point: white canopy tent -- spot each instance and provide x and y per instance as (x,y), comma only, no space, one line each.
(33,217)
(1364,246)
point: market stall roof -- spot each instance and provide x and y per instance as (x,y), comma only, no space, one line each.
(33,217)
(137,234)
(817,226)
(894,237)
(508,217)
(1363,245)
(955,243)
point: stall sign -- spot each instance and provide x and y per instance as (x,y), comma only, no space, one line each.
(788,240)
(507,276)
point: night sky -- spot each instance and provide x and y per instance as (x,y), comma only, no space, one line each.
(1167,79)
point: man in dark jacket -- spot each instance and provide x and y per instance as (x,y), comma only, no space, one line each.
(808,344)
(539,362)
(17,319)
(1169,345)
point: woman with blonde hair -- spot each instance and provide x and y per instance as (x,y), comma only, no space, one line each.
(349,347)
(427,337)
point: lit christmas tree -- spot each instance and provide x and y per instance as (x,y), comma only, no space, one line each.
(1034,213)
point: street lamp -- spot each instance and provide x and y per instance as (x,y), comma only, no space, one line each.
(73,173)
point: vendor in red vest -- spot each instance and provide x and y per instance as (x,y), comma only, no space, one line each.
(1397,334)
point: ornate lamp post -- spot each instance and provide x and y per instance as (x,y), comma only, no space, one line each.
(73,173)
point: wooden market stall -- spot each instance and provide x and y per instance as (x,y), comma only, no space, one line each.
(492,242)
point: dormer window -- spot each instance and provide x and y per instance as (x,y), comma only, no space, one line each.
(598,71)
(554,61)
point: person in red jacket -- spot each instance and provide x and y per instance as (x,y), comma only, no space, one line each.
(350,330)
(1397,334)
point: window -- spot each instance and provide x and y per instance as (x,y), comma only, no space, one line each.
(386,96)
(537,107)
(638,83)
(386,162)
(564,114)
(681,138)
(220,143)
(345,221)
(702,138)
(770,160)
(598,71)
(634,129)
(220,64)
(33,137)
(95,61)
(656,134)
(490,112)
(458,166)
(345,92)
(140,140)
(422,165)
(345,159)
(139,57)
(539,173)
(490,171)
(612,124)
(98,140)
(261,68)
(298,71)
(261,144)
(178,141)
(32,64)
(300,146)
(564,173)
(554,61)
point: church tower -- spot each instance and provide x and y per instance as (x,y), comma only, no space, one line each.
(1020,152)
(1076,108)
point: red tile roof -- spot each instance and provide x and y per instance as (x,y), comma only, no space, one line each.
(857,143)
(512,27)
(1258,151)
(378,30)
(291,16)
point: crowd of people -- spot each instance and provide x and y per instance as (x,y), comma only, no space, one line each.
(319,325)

§ §

THE TASK = Rewrite the records from the line with "point: dormer window" through the end of the records, requests included, and raise every x and y coordinate in the answers by 89.

COMPLETE ANSWER =
point: dormer window -- spot each instance and provide x and y per instance as (x,y), comma only, no space, one line each.
(687,160)
(643,150)
point: person in red jacket -- spot each instance and provide x and y per instance as (x,y), comma only, no space, one line each.
(439,419)
(1486,423)
point: window -- spot each instance and provide x and y per instance as (x,y), comma only, no space, one line each.
(475,185)
(626,196)
(727,172)
(475,251)
(653,203)
(770,227)
(309,232)
(434,310)
(791,227)
(859,249)
(687,160)
(723,218)
(309,153)
(122,226)
(184,150)
(745,223)
(579,201)
(547,255)
(434,181)
(229,229)
(511,254)
(434,248)
(228,146)
(628,262)
(579,260)
(701,213)
(187,229)
(350,157)
(387,160)
(350,233)
(267,230)
(121,153)
(389,235)
(653,262)
(643,150)
point: church tower -- spot each instance and provide x and y per instance as (x,y), comma only, no space, one line each.
(1109,241)
(1165,197)
point: red tile roof -- spot each instance and provide x and y per instance as (x,y), comma only, no space, one line each.
(946,232)
(601,116)
(1347,240)
(467,119)
(380,105)
point: crowd of people -- spot each instance and provide x and y per instance as (x,y), comma only, no space, one line each.
(408,414)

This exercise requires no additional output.